(Short problem) Write out, precisely and in full, each line of the material.

___ Exercise inputs

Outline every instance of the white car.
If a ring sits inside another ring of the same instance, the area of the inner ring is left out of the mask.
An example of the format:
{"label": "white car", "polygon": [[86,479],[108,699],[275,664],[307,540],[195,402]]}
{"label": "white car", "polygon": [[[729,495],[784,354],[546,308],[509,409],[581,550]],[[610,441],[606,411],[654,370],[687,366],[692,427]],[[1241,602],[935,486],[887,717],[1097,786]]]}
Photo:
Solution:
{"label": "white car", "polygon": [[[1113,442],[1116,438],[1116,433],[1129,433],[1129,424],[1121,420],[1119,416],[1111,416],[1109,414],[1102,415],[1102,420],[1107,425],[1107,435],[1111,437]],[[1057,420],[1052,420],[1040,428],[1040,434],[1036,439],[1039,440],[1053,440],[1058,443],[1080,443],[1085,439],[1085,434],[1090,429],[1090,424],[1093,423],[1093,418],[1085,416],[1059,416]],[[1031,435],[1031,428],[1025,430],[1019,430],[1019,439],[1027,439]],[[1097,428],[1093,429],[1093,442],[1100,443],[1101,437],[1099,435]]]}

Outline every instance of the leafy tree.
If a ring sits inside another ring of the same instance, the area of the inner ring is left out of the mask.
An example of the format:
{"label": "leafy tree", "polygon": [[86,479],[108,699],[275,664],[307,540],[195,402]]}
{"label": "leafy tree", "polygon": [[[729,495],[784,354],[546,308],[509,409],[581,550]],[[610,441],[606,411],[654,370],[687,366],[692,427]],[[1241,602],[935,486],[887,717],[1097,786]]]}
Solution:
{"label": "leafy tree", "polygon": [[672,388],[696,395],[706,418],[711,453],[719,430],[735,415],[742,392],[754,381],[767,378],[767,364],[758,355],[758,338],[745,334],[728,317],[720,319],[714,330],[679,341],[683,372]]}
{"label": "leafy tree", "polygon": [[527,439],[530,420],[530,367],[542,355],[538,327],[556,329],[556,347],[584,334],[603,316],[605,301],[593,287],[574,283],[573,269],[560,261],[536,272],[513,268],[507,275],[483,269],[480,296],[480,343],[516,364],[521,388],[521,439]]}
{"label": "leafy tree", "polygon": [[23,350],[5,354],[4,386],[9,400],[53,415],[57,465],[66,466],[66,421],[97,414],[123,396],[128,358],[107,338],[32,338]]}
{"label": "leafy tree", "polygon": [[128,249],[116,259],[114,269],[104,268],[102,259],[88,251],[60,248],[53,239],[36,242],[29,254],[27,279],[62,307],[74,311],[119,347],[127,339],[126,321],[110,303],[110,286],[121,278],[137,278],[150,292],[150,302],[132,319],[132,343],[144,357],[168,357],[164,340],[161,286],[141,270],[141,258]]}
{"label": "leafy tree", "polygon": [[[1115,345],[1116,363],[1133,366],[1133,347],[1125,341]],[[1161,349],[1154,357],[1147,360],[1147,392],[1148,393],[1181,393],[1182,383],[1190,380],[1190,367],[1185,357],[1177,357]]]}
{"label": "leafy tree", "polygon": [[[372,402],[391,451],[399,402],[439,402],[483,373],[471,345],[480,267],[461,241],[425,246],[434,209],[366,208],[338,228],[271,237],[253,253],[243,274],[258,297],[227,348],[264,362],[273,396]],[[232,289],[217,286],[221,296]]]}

______

(Answer for the task)
Outline every instance of the white car.
If a ring sits inside another ring of the same instance, the area of the inner ring is left out of the mask.
An example of the format:
{"label": "white car", "polygon": [[86,479],[108,699],[275,664],[307,540],[195,402]]}
{"label": "white car", "polygon": [[[729,495],[784,354],[546,308],[509,409],[581,550]],[[610,441],[606,411],[654,370],[687,366],[692,427]],[[1241,602],[935,486],[887,717],[1097,786]]]}
Photo:
Solution:
{"label": "white car", "polygon": [[[1113,442],[1116,438],[1116,433],[1129,433],[1129,424],[1121,420],[1119,416],[1111,416],[1109,414],[1102,415],[1102,420],[1107,425],[1107,435],[1111,437]],[[1057,420],[1052,420],[1040,428],[1040,434],[1036,439],[1039,440],[1053,440],[1058,443],[1080,443],[1085,439],[1085,434],[1090,429],[1090,424],[1093,423],[1093,418],[1085,416],[1059,416]],[[1031,435],[1031,428],[1025,430],[1019,430],[1019,439],[1027,439]],[[1097,428],[1093,429],[1093,442],[1100,443],[1101,437],[1099,435]]]}

Outline every instance of the leafy tree.
If a ring sits inside another ring of the same instance, the area of the inner ring is left out of the mask.
An example of the format:
{"label": "leafy tree", "polygon": [[86,479],[108,699],[275,664],[307,540],[195,402]]}
{"label": "leafy tree", "polygon": [[[729,495],[784,354],[546,308],[509,409],[581,550]],[[610,441],[606,411],[654,370],[687,366],[692,427]],[[1241,602],[935,486],[887,717],[1097,786]]]}
Solution:
{"label": "leafy tree", "polygon": [[672,388],[696,395],[706,418],[711,453],[719,430],[735,415],[742,392],[754,381],[767,378],[767,364],[758,355],[758,338],[745,334],[728,317],[720,319],[714,330],[679,341],[683,372]]}
{"label": "leafy tree", "polygon": [[527,439],[530,420],[530,367],[542,355],[538,327],[556,329],[556,347],[584,334],[603,316],[605,301],[593,287],[574,283],[573,269],[560,261],[536,272],[513,268],[507,275],[483,269],[480,296],[480,343],[516,364],[521,388],[521,439]]}
{"label": "leafy tree", "polygon": [[23,350],[5,354],[4,386],[9,400],[53,415],[57,465],[66,466],[66,421],[97,414],[123,396],[128,358],[107,338],[32,338]]}
{"label": "leafy tree", "polygon": [[128,249],[116,259],[114,269],[104,268],[102,259],[88,251],[60,248],[53,239],[36,242],[29,254],[27,279],[62,307],[74,311],[119,347],[127,339],[126,321],[110,303],[110,286],[121,278],[137,278],[150,292],[150,302],[132,319],[132,343],[144,357],[168,357],[164,340],[161,286],[141,270],[141,258]]}
{"label": "leafy tree", "polygon": [[[1115,345],[1116,363],[1133,366],[1133,347],[1125,341]],[[1161,349],[1154,357],[1147,360],[1147,392],[1148,393],[1181,393],[1182,383],[1190,380],[1190,367],[1185,357],[1177,357]]]}
{"label": "leafy tree", "polygon": [[[372,402],[391,451],[399,402],[439,402],[483,373],[471,345],[480,267],[461,241],[425,246],[434,209],[366,208],[338,228],[271,237],[253,253],[243,274],[258,297],[227,348],[264,362],[273,396]],[[232,289],[217,286],[221,296]]]}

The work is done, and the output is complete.